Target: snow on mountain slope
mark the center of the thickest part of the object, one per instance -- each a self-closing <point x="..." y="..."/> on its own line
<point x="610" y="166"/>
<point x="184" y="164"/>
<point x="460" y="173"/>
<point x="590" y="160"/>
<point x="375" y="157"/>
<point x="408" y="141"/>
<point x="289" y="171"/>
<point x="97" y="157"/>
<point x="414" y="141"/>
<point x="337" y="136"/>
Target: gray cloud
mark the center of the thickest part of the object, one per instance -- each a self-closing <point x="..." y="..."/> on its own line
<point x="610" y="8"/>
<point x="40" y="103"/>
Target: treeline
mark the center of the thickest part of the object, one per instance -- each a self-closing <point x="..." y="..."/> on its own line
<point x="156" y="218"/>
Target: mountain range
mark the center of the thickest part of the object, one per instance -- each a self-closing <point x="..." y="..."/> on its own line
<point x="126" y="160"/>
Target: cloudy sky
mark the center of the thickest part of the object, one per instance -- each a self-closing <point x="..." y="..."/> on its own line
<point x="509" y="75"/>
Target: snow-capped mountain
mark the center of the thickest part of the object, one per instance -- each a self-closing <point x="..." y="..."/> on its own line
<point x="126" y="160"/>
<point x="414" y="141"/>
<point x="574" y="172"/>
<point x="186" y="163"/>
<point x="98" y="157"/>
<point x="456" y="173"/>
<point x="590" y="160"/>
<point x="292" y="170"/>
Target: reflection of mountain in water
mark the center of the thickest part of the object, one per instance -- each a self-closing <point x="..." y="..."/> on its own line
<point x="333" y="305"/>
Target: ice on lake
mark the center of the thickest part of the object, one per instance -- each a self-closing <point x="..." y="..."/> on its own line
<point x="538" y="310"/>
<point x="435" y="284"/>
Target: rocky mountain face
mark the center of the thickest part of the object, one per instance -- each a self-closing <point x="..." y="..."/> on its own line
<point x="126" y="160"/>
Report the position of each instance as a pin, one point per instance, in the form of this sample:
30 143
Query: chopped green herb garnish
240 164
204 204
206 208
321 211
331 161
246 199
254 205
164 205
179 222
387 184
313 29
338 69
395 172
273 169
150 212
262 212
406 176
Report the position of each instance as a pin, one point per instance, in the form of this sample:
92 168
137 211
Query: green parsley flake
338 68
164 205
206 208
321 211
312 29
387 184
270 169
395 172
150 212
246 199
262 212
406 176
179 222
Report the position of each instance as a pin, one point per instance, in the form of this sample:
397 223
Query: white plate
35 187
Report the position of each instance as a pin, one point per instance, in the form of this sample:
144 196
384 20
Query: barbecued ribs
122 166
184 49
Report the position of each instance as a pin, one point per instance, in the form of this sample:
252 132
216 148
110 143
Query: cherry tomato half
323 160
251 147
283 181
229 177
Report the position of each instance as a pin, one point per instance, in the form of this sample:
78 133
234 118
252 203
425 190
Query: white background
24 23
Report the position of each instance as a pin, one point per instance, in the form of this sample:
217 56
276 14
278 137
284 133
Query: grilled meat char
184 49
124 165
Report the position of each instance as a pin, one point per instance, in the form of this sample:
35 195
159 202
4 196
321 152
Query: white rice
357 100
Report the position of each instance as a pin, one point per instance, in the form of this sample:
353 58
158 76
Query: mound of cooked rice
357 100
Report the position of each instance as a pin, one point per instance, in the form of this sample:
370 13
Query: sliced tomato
##############################
### What is being asked
Copy out all the lines of the records that include "mountain".

### Result of this exercise
Target: snow on mountain slope
Target: mountain range
Target: snow-capped mountain
Target: reflection of mountain in water
Target: rocky mountain face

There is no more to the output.